| Exercise objective |
Can you copy every line of the data below without changing a single character?

| Working data |

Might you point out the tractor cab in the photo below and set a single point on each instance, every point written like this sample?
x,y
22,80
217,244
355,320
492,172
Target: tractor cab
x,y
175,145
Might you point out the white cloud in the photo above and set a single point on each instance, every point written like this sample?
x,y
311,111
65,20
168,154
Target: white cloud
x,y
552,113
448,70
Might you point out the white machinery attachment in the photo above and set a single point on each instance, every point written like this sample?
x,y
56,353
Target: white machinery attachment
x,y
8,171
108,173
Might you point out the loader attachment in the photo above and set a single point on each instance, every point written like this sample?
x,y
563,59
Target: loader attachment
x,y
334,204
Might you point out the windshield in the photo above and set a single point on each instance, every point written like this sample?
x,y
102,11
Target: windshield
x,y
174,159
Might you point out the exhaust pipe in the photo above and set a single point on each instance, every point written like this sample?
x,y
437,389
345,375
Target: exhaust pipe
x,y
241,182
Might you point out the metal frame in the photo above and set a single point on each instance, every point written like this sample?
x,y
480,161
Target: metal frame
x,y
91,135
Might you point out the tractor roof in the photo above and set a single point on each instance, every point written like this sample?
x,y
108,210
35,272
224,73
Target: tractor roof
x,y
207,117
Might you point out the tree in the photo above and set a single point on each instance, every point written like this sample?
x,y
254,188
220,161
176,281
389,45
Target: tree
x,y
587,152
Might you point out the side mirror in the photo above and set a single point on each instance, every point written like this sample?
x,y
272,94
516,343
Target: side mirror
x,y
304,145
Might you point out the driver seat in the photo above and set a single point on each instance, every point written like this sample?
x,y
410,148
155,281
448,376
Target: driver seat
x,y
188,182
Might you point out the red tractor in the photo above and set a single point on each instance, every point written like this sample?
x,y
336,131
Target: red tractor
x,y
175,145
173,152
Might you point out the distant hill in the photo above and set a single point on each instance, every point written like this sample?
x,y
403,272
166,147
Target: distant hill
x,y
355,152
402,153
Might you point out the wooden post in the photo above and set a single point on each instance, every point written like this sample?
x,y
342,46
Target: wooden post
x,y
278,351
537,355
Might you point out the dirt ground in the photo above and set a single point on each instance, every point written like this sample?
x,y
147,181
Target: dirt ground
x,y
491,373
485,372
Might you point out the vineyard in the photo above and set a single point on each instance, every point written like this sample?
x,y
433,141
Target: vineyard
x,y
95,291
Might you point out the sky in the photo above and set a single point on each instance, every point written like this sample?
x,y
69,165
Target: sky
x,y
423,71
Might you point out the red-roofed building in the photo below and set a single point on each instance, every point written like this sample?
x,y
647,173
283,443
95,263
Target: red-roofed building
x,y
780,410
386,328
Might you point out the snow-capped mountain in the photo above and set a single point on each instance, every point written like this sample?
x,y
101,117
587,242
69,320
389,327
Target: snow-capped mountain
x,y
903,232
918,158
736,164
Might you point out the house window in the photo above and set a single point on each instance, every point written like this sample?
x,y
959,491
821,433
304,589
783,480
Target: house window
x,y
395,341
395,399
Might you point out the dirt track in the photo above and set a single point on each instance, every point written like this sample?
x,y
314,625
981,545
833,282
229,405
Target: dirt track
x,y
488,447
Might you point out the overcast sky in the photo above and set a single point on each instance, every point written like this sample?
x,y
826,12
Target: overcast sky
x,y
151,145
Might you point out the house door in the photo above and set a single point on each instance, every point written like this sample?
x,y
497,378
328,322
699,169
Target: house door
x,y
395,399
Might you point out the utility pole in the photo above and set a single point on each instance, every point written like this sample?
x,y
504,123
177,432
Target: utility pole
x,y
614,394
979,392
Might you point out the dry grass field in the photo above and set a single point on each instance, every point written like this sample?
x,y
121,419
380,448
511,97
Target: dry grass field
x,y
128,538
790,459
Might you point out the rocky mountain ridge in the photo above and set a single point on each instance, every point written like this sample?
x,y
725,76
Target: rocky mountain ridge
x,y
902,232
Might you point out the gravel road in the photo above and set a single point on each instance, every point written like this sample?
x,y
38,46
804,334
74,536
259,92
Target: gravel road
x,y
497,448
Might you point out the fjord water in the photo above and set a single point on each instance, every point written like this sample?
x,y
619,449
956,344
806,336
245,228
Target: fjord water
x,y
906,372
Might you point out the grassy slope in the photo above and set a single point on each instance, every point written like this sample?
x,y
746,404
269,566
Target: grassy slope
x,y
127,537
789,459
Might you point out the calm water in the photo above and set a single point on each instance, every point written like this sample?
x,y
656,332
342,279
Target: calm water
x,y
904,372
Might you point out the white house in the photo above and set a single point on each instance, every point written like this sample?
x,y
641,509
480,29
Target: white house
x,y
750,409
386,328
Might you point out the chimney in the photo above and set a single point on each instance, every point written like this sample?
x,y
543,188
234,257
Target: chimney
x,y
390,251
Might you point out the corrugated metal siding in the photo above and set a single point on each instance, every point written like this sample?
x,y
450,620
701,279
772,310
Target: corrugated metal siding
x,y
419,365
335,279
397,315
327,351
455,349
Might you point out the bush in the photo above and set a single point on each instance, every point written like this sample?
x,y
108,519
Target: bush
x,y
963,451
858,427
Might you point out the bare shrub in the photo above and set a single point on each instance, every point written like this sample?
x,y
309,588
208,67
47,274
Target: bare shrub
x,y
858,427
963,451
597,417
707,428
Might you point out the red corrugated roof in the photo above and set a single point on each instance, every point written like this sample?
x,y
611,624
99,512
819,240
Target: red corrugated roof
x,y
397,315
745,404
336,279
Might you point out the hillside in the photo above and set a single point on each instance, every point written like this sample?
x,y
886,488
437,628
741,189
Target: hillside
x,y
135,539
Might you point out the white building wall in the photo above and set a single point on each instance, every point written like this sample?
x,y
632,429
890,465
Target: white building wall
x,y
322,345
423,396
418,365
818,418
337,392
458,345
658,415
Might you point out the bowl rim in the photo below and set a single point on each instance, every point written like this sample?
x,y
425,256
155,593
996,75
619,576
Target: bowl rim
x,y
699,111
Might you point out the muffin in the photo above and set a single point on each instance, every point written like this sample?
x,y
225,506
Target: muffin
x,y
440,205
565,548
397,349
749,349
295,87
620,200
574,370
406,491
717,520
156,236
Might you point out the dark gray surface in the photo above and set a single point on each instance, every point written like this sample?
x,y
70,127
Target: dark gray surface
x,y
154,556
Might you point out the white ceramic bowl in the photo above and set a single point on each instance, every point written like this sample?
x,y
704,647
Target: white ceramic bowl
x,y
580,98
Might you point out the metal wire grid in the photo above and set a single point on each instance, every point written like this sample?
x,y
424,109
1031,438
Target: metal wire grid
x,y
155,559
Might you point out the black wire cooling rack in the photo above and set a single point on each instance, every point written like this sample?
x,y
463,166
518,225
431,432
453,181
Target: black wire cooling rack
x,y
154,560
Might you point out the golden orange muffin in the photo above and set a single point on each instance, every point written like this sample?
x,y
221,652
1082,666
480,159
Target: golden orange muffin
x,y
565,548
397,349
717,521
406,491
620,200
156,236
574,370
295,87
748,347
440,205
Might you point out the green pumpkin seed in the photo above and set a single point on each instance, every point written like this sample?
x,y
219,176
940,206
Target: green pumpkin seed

| Reply |
Might you point out the tractor cab in the photo below and set a single point on each instance, every point written like this sample?
x,y
22,80
217,244
355,320
492,172
Target: tractor cab
x,y
175,145
Might you point out the white cloud in the photo above and set a single point on each instance, every point written like this sample?
x,y
311,111
65,20
168,154
Target: white cloud
x,y
552,113
448,70
Might you point out the white machinery attachment in the photo above and set a single point on each instance, every point written like this sample?
x,y
56,353
Target: white machinery attachment
x,y
8,171
108,173
Might you point out the loader attachment in the photo above and set a single point on each instance, every point written like this sample?
x,y
563,59
Target: loader attachment
x,y
334,204
Might you point out the windshield in the photo above and set a single point on each instance, every point written like this sample?
x,y
102,11
Target: windshield
x,y
174,159
Might you point out the exhaust pipe in the photo above and set a single point on each instance, every point written like this sample?
x,y
437,389
345,375
Target: exhaust pipe
x,y
241,182
Might you point out the metal frame in the photo above and set a single point on each instance, every point written like this sample?
x,y
480,161
Target: metal frame
x,y
91,135
Might you point out the tractor roof in the photo above and set a single point on each instance, every point written like this sample?
x,y
108,210
35,272
224,73
Target: tractor roof
x,y
207,117
Might you point out the tree in the photo above and set a single point on each instance, every point written like this sample?
x,y
254,188
220,161
176,281
389,45
Target: tree
x,y
587,152
Might you point out the side mirror in the photo above and set a single point on each instance, every point written like this sample?
x,y
272,94
516,343
Target: side mirror
x,y
304,145
Might you point out the driver seat in the photo above and set a single point on each instance, every point written like this sample?
x,y
410,148
155,281
448,376
Target: driver seat
x,y
188,182
Might you point out the red tractor in the photo above and set a single point on each instance, every point written like this sample?
x,y
336,131
Target: red tractor
x,y
175,145
173,152
Might you point out the distant hill in the photo above and set a single point on each instance, every point written like this sample?
x,y
403,272
166,147
Target: distant hill
x,y
355,152
402,153
Might you point out the wooden post in the photo above and set a single point on each instance, every point written like this sample?
x,y
342,46
Target: wooden post
x,y
278,351
537,355
Might you point out the dirt ground in the photo above and set a single point on each instance, every point written like this sample?
x,y
147,181
Target: dirt ground
x,y
491,373
485,372
Might you point out the vineyard in the photo above and set a single point on each instance, every point written like this sample?
x,y
433,141
Target: vineyard
x,y
95,291
Might you point out the sky in the photo above and set a single point on each instance, every point written like this sample?
x,y
69,165
Target: sky
x,y
423,71
Might you point out the red-roofed building in the photo below and set a single point on each instance, every point written like this sample?
x,y
647,173
283,443
95,263
Target: red-roofed building
x,y
780,410
386,328
Might you point out the snow-capped mountain in the photo above and set a single point on each instance, every point written like this sample?
x,y
101,117
587,242
69,320
389,327
Target: snow-capped mountain
x,y
903,232
918,158
736,164
Might you point out the house window in the photo above and set a single point on each instance, every point written like this sample?
x,y
959,491
821,433
304,589
783,480
Target: house window
x,y
395,341
395,399
Might you point out the dirt track in the photo above and set a single point on each instance, every point written like this sample?
x,y
314,625
981,545
833,282
229,405
Target: dirt track
x,y
488,447
Might you point out the overcast sky in the photo above and set a single point on each instance, every point written like this sample?
x,y
826,12
Target: overcast sky
x,y
151,145
Might you point out the house door in the photo above and set a single point on each instance, every point written like this sample?
x,y
497,378
328,322
699,169
Target: house door
x,y
395,399
Might you point out the utility pole in the photo above and set a single point on each instance, every point written like this sample?
x,y
504,123
177,432
Target: utility pole
x,y
614,394
979,392
Might you point out the dry grass field in the photo above and set a single point on each instance, every point written like this sample?
x,y
121,419
380,448
511,97
Target: dry grass field
x,y
128,538
790,459
Might you point out the rocky mountain ridge in the photo above and set a single point on each instance, every point written like this sample?
x,y
725,76
Target: rocky mountain ridge
x,y
902,232
Might you point out the gravel road in the photo above and set a single point on each instance, every point written like this sample?
x,y
38,46
804,334
74,536
259,92
Target: gravel road
x,y
497,448
Might you point out the fjord water in the photo above and set a single point on each instance, every point written like this sample?
x,y
619,449
956,344
806,336
245,228
Target: fjord water
x,y
906,372
Might you point out the grassy slope in the photo above and set a single point on each instance, every point written like this sample?
x,y
746,404
269,566
Target: grassy slope
x,y
127,537
789,459
Might you point out the calm water in the photo above and set a single point on each instance, every point written like this sample?
x,y
656,332
342,279
Target: calm water
x,y
904,372
Might you point out the white house in the photo above and set a single point on each instance, every point written like this sample?
x,y
641,509
480,29
Target: white house
x,y
750,409
386,328
Might you point out the chimney in the photo above and set a single point on each instance, every point written like this sample?
x,y
543,188
234,257
Target: chimney
x,y
390,251
Might you point out the corrugated metal siding in the photo above and set a single point on each instance, every point written like this sample?
x,y
450,620
701,279
772,310
Target: corrugated metal siding
x,y
419,365
335,279
397,315
327,351
455,349
Might you point out the bush in the photo above and set a single point on each instance, every point written like this sample?
x,y
108,519
Target: bush
x,y
963,451
858,427
Might you point out the bare shrub in the photo above and set a single point on each instance, every point written like this sample?
x,y
309,588
208,67
47,274
Target: bare shrub
x,y
858,427
963,451
597,417
707,428
Might you point out the red corrugated roof in the photo above and set a single point on each instance, every point written like this sample?
x,y
611,624
99,512
819,240
Target: red corrugated roof
x,y
397,315
745,404
336,279
Might you point out the hillside in the photo above and set a single point on each instance, every point written like this sample?
x,y
886,488
437,628
741,189
Target: hillside
x,y
135,539
Might you point out the white building wall in the photo above and set a single point on each instance, every point written like this sample?
x,y
632,429
890,465
Target: white building wall
x,y
322,345
423,396
418,365
818,418
337,392
458,345
658,415
Might you point out the bowl rim in the photo below and set a single point on each instance, every point written like this sample?
x,y
425,256
155,593
996,75
619,576
Target: bowl rim
x,y
699,111
Might you point out the muffin in the photo above and set a single point on each instance, every point written like this sample?
x,y
225,506
Target: muffin
x,y
440,205
565,548
397,349
749,349
295,87
620,200
574,370
406,491
717,520
156,236
Might you point out the dark gray surface in the photo above and set a single point on each instance, every point written like this sample?
x,y
70,127
Target: dark gray surface
x,y
154,556
Might you point out the white ceramic bowl in the photo above and set a single point on each instance, every point written like this sample?
x,y
704,647
Target: white ceramic bowl
x,y
580,98
Might you point out the metal wire grid in the photo above and set a single point on each instance, every point written like this sample?
x,y
424,109
1031,438
Target: metal wire grid
x,y
155,559
Might you point out the black wire cooling rack in the photo above and set a single point on each instance, every point written like this sample?
x,y
463,166
518,225
431,432
453,181
Target: black wire cooling rack
x,y
154,560
Might you point out the golden orange muffin in the photo above and set a single point on each instance, every point written like this sample?
x,y
221,652
1082,666
480,159
Target: golden orange muffin
x,y
565,548
397,349
717,521
406,491
620,200
156,236
574,370
295,87
748,347
440,205
Might you point out the green pumpkin seed in the photo above and set a single point on each instance, every point written like this sample?
x,y
219,176
940,206
Target: green pumpkin seed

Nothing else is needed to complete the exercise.